--- START ---
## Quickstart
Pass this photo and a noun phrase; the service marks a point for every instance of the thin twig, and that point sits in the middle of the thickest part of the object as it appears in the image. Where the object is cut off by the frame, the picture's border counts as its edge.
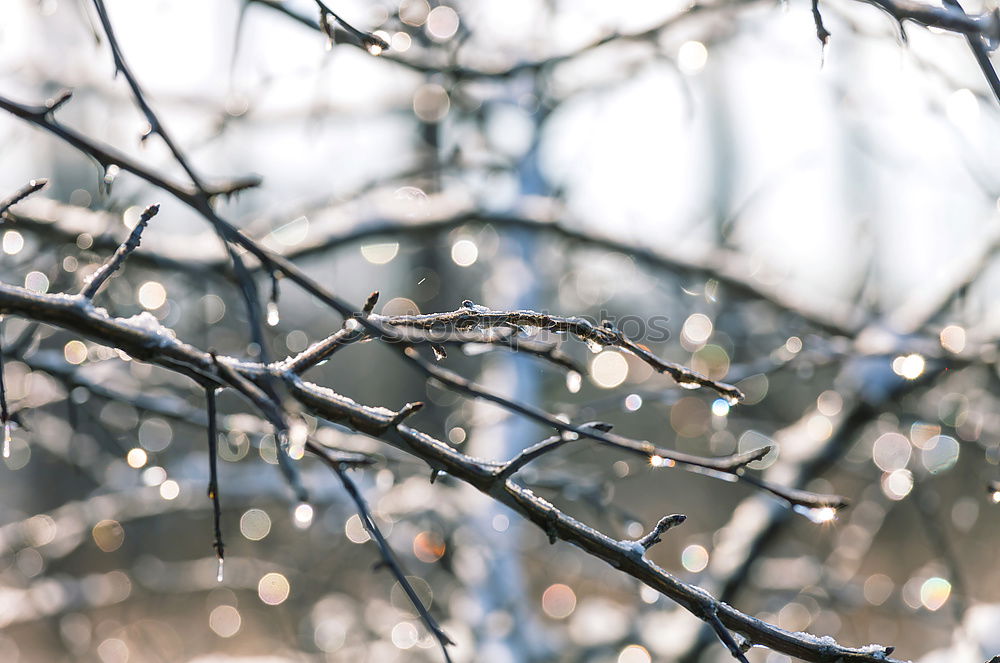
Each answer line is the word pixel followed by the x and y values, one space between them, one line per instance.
pixel 665 523
pixel 22 193
pixel 72 313
pixel 213 481
pixel 105 271
pixel 546 446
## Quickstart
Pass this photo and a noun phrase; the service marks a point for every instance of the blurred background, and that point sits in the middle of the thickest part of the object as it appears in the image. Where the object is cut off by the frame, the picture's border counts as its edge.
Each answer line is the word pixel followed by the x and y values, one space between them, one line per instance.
pixel 816 225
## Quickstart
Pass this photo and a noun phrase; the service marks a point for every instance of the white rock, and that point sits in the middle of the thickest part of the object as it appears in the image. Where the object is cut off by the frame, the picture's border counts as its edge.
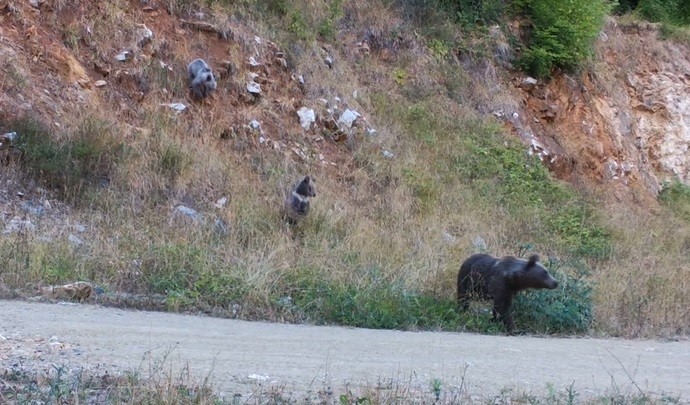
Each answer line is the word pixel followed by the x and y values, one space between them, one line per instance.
pixel 12 136
pixel 179 107
pixel 17 224
pixel 348 117
pixel 123 56
pixel 76 241
pixel 306 117
pixel 254 88
pixel 188 212
pixel 221 202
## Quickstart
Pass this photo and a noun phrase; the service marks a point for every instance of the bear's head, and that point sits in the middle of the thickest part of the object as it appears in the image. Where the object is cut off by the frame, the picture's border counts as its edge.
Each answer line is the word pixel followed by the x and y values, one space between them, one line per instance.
pixel 306 188
pixel 534 275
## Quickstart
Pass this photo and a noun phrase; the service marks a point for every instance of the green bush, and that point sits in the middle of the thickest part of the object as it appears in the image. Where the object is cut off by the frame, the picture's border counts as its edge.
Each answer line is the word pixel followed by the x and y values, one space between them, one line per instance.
pixel 676 196
pixel 377 304
pixel 665 11
pixel 382 305
pixel 562 33
pixel 471 12
pixel 567 309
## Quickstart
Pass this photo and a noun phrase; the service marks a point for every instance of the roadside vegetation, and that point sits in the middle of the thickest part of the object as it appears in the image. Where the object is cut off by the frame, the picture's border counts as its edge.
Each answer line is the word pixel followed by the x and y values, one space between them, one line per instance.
pixel 160 385
pixel 386 236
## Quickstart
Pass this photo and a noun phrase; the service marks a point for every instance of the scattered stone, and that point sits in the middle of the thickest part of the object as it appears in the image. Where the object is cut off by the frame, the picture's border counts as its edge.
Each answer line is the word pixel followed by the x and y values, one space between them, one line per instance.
pixel 84 83
pixel 189 212
pixel 79 291
pixel 347 118
pixel 220 227
pixel 8 137
pixel 75 240
pixel 253 62
pixel 102 70
pixel 17 224
pixel 31 208
pixel 124 56
pixel 479 243
pixel 178 107
pixel 254 88
pixel 256 125
pixel 145 36
pixel 529 83
pixel 285 301
pixel 221 202
pixel 306 117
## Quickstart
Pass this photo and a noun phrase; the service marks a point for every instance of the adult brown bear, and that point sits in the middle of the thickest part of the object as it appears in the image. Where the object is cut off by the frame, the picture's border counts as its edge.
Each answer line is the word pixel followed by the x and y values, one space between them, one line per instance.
pixel 488 277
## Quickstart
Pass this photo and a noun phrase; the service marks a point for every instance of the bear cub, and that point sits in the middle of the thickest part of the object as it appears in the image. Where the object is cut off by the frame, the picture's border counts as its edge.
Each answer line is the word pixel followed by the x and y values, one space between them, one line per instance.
pixel 201 78
pixel 487 277
pixel 297 204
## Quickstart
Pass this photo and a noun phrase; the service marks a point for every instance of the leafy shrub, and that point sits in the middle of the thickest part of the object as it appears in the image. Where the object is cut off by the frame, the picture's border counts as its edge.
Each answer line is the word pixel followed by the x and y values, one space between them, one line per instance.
pixel 169 268
pixel 572 224
pixel 378 305
pixel 471 12
pixel 676 196
pixel 567 309
pixel 383 305
pixel 665 11
pixel 562 33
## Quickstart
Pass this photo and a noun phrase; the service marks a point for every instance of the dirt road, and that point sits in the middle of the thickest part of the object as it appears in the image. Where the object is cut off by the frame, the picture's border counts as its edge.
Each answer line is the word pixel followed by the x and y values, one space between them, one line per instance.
pixel 302 358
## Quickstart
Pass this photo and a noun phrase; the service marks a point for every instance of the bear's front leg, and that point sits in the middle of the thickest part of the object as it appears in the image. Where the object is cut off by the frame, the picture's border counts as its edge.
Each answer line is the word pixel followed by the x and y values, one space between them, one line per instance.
pixel 503 311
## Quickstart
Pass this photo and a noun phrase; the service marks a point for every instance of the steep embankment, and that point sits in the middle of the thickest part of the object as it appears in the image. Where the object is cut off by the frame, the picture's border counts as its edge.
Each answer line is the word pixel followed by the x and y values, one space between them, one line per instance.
pixel 623 124
pixel 136 187
pixel 254 359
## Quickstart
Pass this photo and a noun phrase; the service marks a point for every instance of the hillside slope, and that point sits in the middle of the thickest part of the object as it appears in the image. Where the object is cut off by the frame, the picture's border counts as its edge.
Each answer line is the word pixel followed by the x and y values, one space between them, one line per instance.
pixel 260 362
pixel 120 178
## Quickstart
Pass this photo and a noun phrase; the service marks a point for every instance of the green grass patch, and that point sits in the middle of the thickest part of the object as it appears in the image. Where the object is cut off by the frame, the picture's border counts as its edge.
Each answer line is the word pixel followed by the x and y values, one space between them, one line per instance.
pixel 82 159
pixel 562 33
pixel 676 196
pixel 380 304
pixel 565 310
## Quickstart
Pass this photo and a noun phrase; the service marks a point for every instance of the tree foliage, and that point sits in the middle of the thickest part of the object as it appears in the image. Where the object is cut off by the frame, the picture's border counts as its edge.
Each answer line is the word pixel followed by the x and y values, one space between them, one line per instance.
pixel 562 33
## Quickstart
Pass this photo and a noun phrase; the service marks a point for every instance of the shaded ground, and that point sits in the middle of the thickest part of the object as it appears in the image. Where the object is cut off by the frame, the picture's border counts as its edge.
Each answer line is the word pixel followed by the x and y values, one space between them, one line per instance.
pixel 303 360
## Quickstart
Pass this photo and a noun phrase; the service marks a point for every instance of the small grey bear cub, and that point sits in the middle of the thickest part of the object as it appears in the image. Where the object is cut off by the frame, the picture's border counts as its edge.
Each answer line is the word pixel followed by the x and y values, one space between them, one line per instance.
pixel 297 203
pixel 201 78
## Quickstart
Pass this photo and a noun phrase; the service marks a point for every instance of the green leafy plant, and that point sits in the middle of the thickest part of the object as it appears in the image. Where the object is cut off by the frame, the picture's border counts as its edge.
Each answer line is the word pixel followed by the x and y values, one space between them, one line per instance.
pixel 562 33
pixel 676 196
pixel 567 309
--- END ---
* **About this exercise**:
Restate the material word for word; no picture should appear in the copy.

* **Worked solution**:
## Quickstart
Pass this photo and a noun phrase; the service marks a point for every instance of the thin twig, and that point sits in the middle of the thickest part of the object as it appears in the image. Where the object is cut off by the frame, the picture's border counts as its edge.
Each answer line is the word pixel followed by the x and y values, one space between them, one line per instance.
pixel 665 523
pixel 22 193
pixel 72 313
pixel 213 481
pixel 105 271
pixel 546 446
## Quickstart
Pass this photo and a noun phrase; the service marks a point for every instance of the blurred background, and that point sits in the middle of the thickest part of the object as it appears in the image. Where the object is cut off by the frame, the picture's border counts as its edge.
Each answer line is the word pixel followed by the x and y values, one space between them, one line per instance.
pixel 816 225
## Quickstart
Pass this photo and a noun phrase; the service marks a point for every instance of the white rock, and that point sits in the middle of the thickest part of the object as it appears in the image. Where the object is cut off by the frame, the picture's border counts as its edge.
Each answer line is the word pixel followed by the x and y values, one space between them, one line per instance.
pixel 12 136
pixel 179 107
pixel 17 224
pixel 348 117
pixel 123 56
pixel 76 241
pixel 306 117
pixel 254 88
pixel 188 212
pixel 221 202
## Quickstart
Pass this photo and a noun phrase; the service marks a point for every instance of the bear's head, and that point sits in the middle of the thickest part of the object as it appears in the image. Where the object is cut off by the frame, the picture's border counts as its edge.
Each answer line is the word pixel followed by the x and y values, one space between them, one line per instance.
pixel 306 188
pixel 534 275
## Quickstart
Pass this photo and a noun phrase; the service marks a point for every instance of the green bush, and that point sits in the middle of the thickest part of the object as it appears in the image. Where the object is cut off by the frame, the picture's border counts as its edge.
Each answer line is the word pixel followed by the x and y values, one space between them, one line per instance.
pixel 676 196
pixel 377 304
pixel 665 11
pixel 382 305
pixel 562 33
pixel 471 12
pixel 567 309
## Quickstart
Pass this photo and a noun phrase; the service marks a point for every instance of the roadside vegetation, and that point sits in the middle of the thickest part of the object as it appears in the image. Where the object is cut off by the frame, the picture's border counts as its edge.
Each answer line is the word pixel followed by the x and y values, one space between them, one line per instance.
pixel 160 385
pixel 386 236
## Quickstart
Pass this photo and a noun phrase; the service marks a point for every instance of the scattered stone, and that point sits in the middle of the thickest part of the object as it appears in the image. Where the object is cut off by the frame, the picture's border counts as its edge.
Each answer line is the word pixel followed by the x and y values, one space between them, one line per instance.
pixel 84 83
pixel 189 212
pixel 79 291
pixel 347 118
pixel 220 227
pixel 8 137
pixel 75 240
pixel 253 62
pixel 102 70
pixel 17 224
pixel 31 208
pixel 124 56
pixel 479 243
pixel 178 107
pixel 254 88
pixel 256 125
pixel 145 36
pixel 529 83
pixel 285 301
pixel 221 202
pixel 306 117
## Quickstart
Pass this photo and a noun phrase; the service marks a point for every instance of the adult brown bear, and that point sits in the middle of the thickest part of the object as it appears in the image. Where the object is cut off by the frame, the picture's border counts as its edge.
Each answer line is the word pixel followed by the x and y values, one space between them, one line per instance.
pixel 488 277
## Quickstart
Pass this photo and a noun phrase; the service marks a point for every instance of the bear cub, and that point sits in the middle of the thickest part of the object as it appears in the image. Where the object is cut off by the frame, the picture's border counts as its edge.
Each answer line is the word pixel followed by the x and y values, one space between them, one line per instance.
pixel 201 78
pixel 487 277
pixel 297 204
## Quickstart
Pass this photo and a noun phrase; the service marks a point for every instance of the leafy shrub, and that point sits in the middle of the thickest part of the object as it appears in the image. Where the object is cut off by the frame, the picture's border counts as its edge.
Each answer line is the word pixel followed by the x and y values, one space between them, one line per instance.
pixel 169 268
pixel 572 224
pixel 378 305
pixel 471 12
pixel 676 196
pixel 567 309
pixel 383 305
pixel 665 11
pixel 562 33
## Quickstart
Pass this photo and a noun phrase; the service marks a point for every instance of the dirt road, and that point sits in the middle of the thickest part of the object as it appears in the image. Where the object is cut off by the frame, the picture's border counts as its edge.
Each answer line is the word pixel followed by the x and y values, one space between them, one line per instance.
pixel 302 358
## Quickstart
Pass this photo and a noun phrase; the service marks a point for every instance of the bear's front leg, and that point sits in the middle of the thickest part of the object as it appears in the image. Where the object is cut off by the frame, the picture's border counts as its edge.
Each answer line is the word pixel followed by the x and y values, one space between them, one line per instance.
pixel 503 311
## Quickstart
Pass this photo and a noun phrase; the service marks a point for every instance of the steep embankment, and that point sits in the middle of the thickest part of the object as it appears in the image. Where the object is cut off by the frame, the picture's border counts as its edge.
Each answer line is the word pixel followed by the x and y values, one space between them, one line per instance.
pixel 623 124
pixel 136 187
pixel 254 359
## Quickstart
Pass this photo and a noun phrase; the service marks a point for every instance of the hillside slope, and that point sits in the middle of the thickest part of the object as it appears in the image. Where the object is cut off by the frame, the picture's border counts as its edge.
Each answer line is the word pixel followed by the x and y values, one space between them, one line per instance.
pixel 260 362
pixel 120 178
## Quickstart
Pass this photo and a noun phrase; the service marks a point for every instance of the green grass patch, and that point sits in the middle of the thickest part of the object as it appears in the image. Where the object is cut off by the frame, the picture's border counts as its edge.
Each answer line is the word pixel followed by the x and y values, one space between them, one line per instance.
pixel 82 159
pixel 562 33
pixel 676 196
pixel 380 304
pixel 565 310
## Quickstart
Pass this photo and a noun phrase; the service marks a point for every instance of the tree foliage, and that point sits in the middle of the thickest part of the object as it appears in the image. Where the object is cut off by the frame, the picture's border counts as its edge.
Each answer line is the word pixel followed by the x and y values, one space between them, one line per instance.
pixel 562 33
## Quickstart
Pass this photo and a noun phrase; the service marks a point for every instance of the shaded ground, and that point sits in the middle of the thickest part of the object as it appears in the image. Where the object is cut off by the frame, the picture's border counts as its edge.
Each answer line is the word pixel followed by the x and y values, one space between them, one line per instance.
pixel 303 360
## Quickstart
Pass this photo and a noun phrase; the service marks a point for every instance of the small grey bear cub, and that point sits in the middle of the thickest part of the object as it appears in the image. Where the object is cut off by the frame, the picture's border counts as its edge.
Each answer line is the word pixel followed by the x and y values, one space between them, one line per instance.
pixel 297 203
pixel 201 78
## Quickstart
Pass this photo and a noun phrase; the service marks a point for every instance of the green leafy plant, and that point sits in the middle of the thickest part of the object as it appears in the image. Where the object is cut off by the frame, the picture's border counts as its edge.
Each answer line is the word pixel followed by the x and y values, one space between them, one line per instance.
pixel 562 33
pixel 676 196
pixel 567 309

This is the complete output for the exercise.